TEXT PASSAGE:
GitHub Copilot: A revolution in disguise?

Squeeds Julkalender | 2022-12-18 | Christofer Hearne
On the surface, GitHub Copilot seems to be one of many AI-projects where the power of collecting user data is converted to useful tools for their endusers. But what hides under the hood of your new AI pair programmer and what are its effects on the daily life of software developers? Dystopian mess or revolutionary productivity booster?
code-gab5a3e049_1920.jpg

Introduction

When I first saw the powers of GitHub Copilot it could only be compared to a Christmas miracle. The developer just asked for functionality inside a comment, which simply stated that he wanted a tree-sort algorithm. Nice try Mr.Developer, but life ain't that easy. You actually have to write the functionality yourself, or shamelessly plug someone else's solution from Stack Overflow.

But there it was, Copilot seamlessly suggested 8 lines of code, with great variable-names, indentation and the correct output within seconds. 

According to Microsoft themselves, this is a product of billions of publicly available code trained through the natural language AI model based on OpenAI's Codex. To put it simply, natural language is formed through humans interacting with each other. It's the language we create and evolve naturally through use and repetition, without any conscious planning or premeditation. It's usually how humans create specific cultures around language, where people 5 miles apart may have one way of using language compared to the other. The opposite is the language we created for programming computers or to study logic, as it is a language with a specific set of rules i.e. a syntax. Copilot simply translates our sloppy, often badly formed sentences into (often or not) working computer code.

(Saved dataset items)
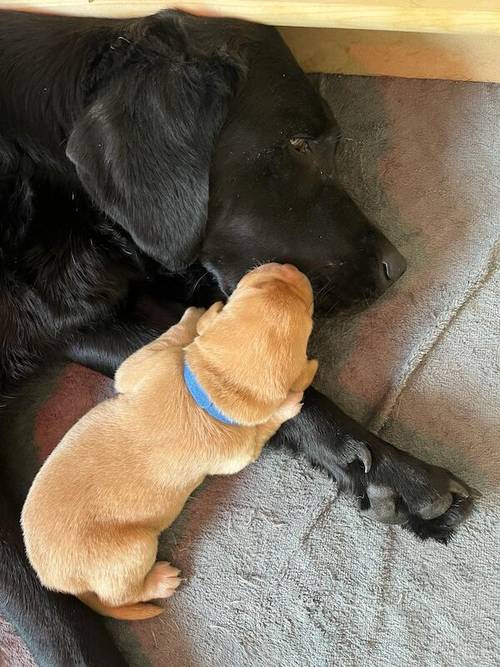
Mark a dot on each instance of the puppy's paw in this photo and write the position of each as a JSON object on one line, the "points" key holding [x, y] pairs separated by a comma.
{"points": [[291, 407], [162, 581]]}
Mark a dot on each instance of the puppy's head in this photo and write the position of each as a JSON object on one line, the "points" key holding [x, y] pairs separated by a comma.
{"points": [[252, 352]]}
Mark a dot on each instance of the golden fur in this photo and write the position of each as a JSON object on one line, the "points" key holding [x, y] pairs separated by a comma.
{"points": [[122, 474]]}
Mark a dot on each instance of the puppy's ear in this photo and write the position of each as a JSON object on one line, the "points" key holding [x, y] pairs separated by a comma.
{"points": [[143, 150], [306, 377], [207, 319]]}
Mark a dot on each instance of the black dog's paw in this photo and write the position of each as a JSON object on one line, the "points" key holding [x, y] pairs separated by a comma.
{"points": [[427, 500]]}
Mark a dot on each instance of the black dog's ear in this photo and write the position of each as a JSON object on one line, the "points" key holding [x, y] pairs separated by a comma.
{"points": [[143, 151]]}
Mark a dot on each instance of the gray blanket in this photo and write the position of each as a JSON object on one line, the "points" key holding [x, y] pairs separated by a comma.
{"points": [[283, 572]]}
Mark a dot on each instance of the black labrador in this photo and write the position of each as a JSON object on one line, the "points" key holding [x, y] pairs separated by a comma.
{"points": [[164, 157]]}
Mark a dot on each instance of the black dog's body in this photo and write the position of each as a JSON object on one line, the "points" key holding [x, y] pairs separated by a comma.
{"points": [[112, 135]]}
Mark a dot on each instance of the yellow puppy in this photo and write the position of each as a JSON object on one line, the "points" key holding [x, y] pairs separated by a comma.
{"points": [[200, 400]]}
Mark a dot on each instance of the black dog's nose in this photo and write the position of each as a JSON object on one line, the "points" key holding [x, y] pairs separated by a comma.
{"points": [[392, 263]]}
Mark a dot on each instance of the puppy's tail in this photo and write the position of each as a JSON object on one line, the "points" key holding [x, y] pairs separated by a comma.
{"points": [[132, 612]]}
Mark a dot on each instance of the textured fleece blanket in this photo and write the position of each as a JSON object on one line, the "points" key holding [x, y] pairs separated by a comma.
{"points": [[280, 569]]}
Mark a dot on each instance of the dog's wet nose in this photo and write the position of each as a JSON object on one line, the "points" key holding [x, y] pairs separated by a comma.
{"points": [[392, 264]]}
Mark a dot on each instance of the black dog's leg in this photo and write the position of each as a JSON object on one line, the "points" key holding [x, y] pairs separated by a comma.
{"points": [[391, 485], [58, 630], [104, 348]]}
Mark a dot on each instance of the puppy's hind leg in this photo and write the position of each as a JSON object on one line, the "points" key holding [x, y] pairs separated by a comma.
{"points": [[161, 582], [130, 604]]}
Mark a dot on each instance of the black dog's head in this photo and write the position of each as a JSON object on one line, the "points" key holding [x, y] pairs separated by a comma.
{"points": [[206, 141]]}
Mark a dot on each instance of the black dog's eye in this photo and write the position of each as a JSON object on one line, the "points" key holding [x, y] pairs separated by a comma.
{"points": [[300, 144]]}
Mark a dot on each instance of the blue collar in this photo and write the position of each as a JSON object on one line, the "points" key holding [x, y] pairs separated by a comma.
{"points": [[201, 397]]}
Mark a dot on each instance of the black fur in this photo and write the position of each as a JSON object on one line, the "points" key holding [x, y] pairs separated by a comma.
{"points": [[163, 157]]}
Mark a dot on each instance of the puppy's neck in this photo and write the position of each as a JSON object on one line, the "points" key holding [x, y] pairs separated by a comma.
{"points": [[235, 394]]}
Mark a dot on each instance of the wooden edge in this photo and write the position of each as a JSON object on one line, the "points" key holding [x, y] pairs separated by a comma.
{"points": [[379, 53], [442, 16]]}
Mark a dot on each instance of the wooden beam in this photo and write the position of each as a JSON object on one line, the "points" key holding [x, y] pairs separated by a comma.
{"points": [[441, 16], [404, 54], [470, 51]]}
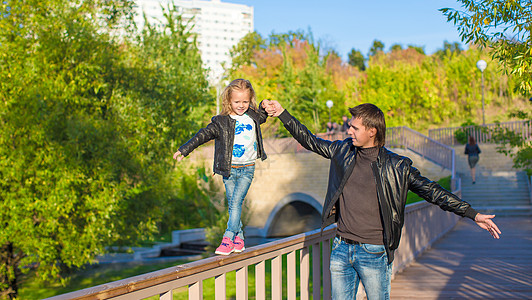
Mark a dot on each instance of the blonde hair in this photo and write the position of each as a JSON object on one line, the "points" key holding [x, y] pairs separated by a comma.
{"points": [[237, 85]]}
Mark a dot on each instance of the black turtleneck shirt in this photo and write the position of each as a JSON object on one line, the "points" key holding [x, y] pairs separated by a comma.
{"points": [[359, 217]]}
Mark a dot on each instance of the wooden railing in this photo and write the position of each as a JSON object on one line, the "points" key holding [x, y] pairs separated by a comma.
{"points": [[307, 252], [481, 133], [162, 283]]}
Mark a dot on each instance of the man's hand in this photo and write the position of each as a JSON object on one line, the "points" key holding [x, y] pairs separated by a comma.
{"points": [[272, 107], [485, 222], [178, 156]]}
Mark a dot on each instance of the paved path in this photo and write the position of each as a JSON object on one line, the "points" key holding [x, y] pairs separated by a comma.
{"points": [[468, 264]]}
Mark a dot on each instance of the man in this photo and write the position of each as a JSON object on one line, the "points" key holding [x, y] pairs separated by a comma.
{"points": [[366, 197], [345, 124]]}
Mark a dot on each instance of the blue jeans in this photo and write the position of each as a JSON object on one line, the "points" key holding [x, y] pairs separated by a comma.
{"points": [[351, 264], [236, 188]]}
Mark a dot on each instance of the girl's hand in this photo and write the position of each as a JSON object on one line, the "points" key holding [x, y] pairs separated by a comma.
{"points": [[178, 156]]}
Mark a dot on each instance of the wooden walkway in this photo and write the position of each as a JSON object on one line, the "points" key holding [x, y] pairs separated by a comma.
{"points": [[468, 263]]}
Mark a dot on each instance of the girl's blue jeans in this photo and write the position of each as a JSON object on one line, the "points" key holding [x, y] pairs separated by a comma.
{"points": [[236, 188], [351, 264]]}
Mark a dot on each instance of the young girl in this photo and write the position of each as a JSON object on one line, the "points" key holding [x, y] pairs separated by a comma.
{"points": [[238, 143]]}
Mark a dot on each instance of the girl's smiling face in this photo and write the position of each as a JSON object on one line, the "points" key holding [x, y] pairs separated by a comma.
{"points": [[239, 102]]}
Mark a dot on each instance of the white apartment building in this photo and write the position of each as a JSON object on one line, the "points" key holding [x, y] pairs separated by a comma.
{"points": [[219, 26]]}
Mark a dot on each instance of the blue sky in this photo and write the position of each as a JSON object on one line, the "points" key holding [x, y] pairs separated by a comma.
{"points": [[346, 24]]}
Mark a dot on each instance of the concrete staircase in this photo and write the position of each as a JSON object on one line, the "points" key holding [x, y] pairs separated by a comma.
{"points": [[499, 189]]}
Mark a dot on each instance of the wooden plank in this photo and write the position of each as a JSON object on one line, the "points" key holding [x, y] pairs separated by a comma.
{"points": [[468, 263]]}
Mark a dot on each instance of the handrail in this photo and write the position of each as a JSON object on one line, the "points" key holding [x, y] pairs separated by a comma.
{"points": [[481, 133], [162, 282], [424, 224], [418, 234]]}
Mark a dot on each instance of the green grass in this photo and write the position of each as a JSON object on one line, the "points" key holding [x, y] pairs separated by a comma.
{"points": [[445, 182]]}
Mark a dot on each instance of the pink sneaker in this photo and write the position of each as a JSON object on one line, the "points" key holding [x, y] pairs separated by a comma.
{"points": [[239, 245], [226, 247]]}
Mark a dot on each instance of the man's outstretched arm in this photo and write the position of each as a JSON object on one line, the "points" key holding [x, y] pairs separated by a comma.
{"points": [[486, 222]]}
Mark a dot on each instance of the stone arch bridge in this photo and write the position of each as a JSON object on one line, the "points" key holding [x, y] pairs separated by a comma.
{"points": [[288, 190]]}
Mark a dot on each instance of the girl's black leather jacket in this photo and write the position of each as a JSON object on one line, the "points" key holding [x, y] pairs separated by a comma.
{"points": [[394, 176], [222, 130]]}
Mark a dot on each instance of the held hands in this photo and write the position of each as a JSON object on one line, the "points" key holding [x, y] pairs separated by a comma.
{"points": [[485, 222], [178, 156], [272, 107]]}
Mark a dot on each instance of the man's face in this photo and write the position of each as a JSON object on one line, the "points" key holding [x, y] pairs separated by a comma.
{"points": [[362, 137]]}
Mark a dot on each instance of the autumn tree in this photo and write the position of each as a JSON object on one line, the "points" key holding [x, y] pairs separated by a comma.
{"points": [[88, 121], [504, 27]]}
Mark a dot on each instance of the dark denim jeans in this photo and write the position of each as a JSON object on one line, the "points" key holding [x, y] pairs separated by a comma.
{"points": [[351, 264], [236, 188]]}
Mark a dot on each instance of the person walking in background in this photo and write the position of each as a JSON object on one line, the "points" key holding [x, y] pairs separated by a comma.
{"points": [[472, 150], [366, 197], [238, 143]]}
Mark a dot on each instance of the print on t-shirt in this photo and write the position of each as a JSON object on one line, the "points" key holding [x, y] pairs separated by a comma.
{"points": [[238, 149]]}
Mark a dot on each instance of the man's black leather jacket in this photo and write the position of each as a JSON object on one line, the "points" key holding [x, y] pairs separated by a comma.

INSTRUCTIONS TO FOLLOW:
Return the whole GitHub Copilot article word for word, with nothing changed. These entries have nothing to do with the GitHub Copilot article.

REPLY:
GitHub Copilot: A revolution in disguise?

Squeeds Julkalender | 2022-12-18 | Christofer Hearne
On the surface, GitHub Copilot seems to be one of many AI-projects where the power of collecting user data is converted to useful tools for their endusers. But what hides under the hood of your new AI pair programmer and what are its effects on the daily life of software developers? Dystopian mess or revolutionary productivity booster?
code-gab5a3e049_1920.jpg

Introduction

When I first saw the powers of GitHub Copilot it could only be compared to a Christmas miracle. The developer just asked for functionality inside a comment, which simply stated that he wanted a tree-sort algorithm. Nice try Mr.Developer, but life ain't that easy. You actually have to write the functionality yourself, or shamelessly plug someone else's solution from Stack Overflow.

But there it was, Copilot seamlessly suggested 8 lines of code, with great variable-names, indentation and the correct output within seconds. 

According to Microsoft themselves, this is a product of billions of publicly available code trained through the natural language AI model based on OpenAI's Codex. To put it simply, natural language is formed through humans interacting with each other. It's the language we create and evolve naturally through use and repetition, without any conscious planning or premeditation. It's usually how humans create specific cultures around language, where people 5 miles apart may have one way of using language compared to the other. The opposite is the language we created for programming computers or to study logic, as it is a language with a specific set of rules i.e. a syntax. Copilot simply translates our sloppy, often badly formed sentences into (often or not) working computer code.